▸ **REQUIREMENT**
From the pyrophosphatase text, reproduce word for word the passage between "Some PPases from" and "in both subfamilies.", inclusive.

Some PPases from Anaerostipes caccae, Chlorobium limicola, Clostridium tetani, and Desulfuromonas acetoxidans have been identified as K^{+}-dependent Na^{+} transporters. Phylogenetic analysis led to the identification of a monophyletic clade comprising characterized and predicted Na^{+}-transporting PPases (Na^{+}-PPases) within the K^{+}-dependent subfamily. H^{+}-transporting PPases (H^{+}-PPases) are more heterogeneous and form at least three independent clades in both subfamilies.

== Function ==
The plant enzymes probably pump one H^{+} upon hydrolysis of pyrophosphate, thereby generating a proton motive force, positive and acidic in the tonoplast lumen. They establish a pmf of similar magnitude to that generated by the H^{+}-translocating ATPases in the same vacuolar membrane. The bacterial and archaeal proteins may catalyze fully reversible reactions, thus being able to synthesize pyrophosphate when the pmf is sufficient. The enzyme from R. rubrum contributes to the pmf when light intensity is insufficient to generate a pmf sufficient in magnitude to support rapid ATP synthesis. Both C-termini of the dimeric subunits of V-PPase are on the same side of the membrane, and they are close to each other. Transmembrane domain 6 of vacuolar H^{+}-pyrophosphatase appears to mediate both protein targeting and proton transport.

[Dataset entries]

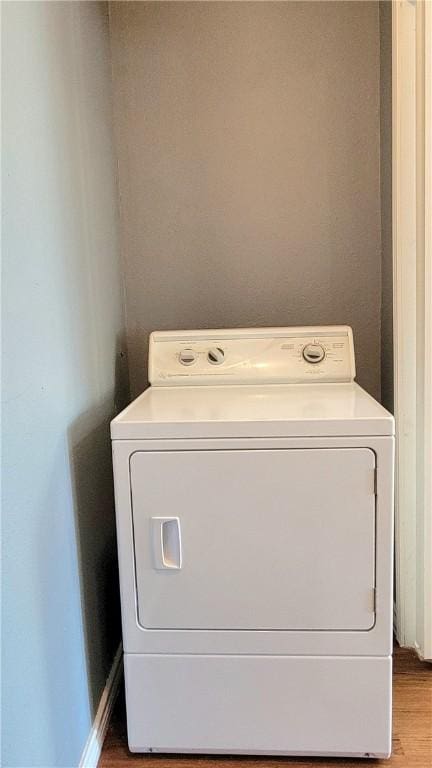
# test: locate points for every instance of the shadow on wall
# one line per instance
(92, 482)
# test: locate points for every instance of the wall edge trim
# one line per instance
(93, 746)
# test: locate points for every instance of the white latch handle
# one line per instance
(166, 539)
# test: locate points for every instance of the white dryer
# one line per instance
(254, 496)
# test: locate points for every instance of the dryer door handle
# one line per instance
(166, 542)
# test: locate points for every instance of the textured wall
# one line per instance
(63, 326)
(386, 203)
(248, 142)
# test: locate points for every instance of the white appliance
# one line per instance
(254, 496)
---
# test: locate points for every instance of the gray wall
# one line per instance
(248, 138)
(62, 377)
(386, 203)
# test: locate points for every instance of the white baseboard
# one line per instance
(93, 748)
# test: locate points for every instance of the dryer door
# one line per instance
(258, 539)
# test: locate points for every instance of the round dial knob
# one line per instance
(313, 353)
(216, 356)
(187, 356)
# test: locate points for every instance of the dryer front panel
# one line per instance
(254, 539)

▸ **RESPONSE BELOW**
Some PPases from Anaerostipes caccae, Chlorobium limicola, Clostridium tetani, and Desulfuromonas acetoxidans have been identified as K^{+}-dependent Na^{+} transporters. Phylogenetic analysis led to the identification of a monophyletic clade comprising characterized and predicted Na^{+}-transporting PPases (Na^{+}-PPases) within the K^{+}-dependent subfamily. H^{+}-transporting PPases (H^{+}-PPases) are more heterogeneous and form at least three independent clades in both subfamilies.